### Data to process:
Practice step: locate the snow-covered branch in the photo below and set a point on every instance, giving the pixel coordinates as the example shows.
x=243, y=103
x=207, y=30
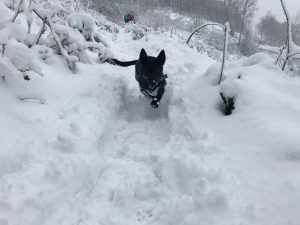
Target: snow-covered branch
x=226, y=28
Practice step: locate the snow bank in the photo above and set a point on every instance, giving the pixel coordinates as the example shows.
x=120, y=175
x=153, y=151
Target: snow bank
x=95, y=152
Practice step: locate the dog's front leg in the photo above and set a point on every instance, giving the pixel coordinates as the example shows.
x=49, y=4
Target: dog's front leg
x=155, y=100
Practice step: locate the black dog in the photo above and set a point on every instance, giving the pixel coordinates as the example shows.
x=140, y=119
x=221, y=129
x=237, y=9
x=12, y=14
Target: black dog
x=149, y=75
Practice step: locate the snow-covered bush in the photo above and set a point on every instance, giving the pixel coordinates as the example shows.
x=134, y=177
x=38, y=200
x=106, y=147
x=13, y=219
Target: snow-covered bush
x=229, y=91
x=289, y=51
x=43, y=53
x=83, y=23
x=61, y=30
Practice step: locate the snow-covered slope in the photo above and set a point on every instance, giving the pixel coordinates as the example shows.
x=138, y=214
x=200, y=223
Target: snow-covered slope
x=89, y=149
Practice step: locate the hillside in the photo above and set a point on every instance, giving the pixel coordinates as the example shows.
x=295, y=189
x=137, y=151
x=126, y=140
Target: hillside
x=87, y=148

### Aim:
Rewrite the data from the line containing "Practice step: locate the black" through the end of the data, keeping every line. Shift each coordinate pair listed under a "Target:" line by adding 59 to both x and y, and leave all other lines unchanged.

### Output for this exercise:
Practice step: locate the black dog in the photo above and set a point on every instance, giving the pixel coordinates as the example shows.
x=140, y=119
x=221, y=129
x=237, y=9
x=12, y=14
Target: black dog
x=208, y=134
Practice step: locate the snow-covered bush in the photo above and set a point on every instance, giving the pixel coordinates as the example shows.
x=134, y=177
x=38, y=200
x=106, y=147
x=13, y=219
Target: snow-covered bush
x=288, y=150
x=348, y=110
x=102, y=112
x=142, y=82
x=120, y=89
Practice step: locate the snow-covered slope in the photo above and set a point on every instance, giving the pixel coordinates as the example shows.
x=138, y=214
x=200, y=223
Target: snow-covered slope
x=148, y=208
Practice step: locate the hillside in the photo above and set a point on every instance, giving the pixel coordinates as the example shows.
x=295, y=189
x=137, y=151
x=126, y=140
Target: hillside
x=146, y=207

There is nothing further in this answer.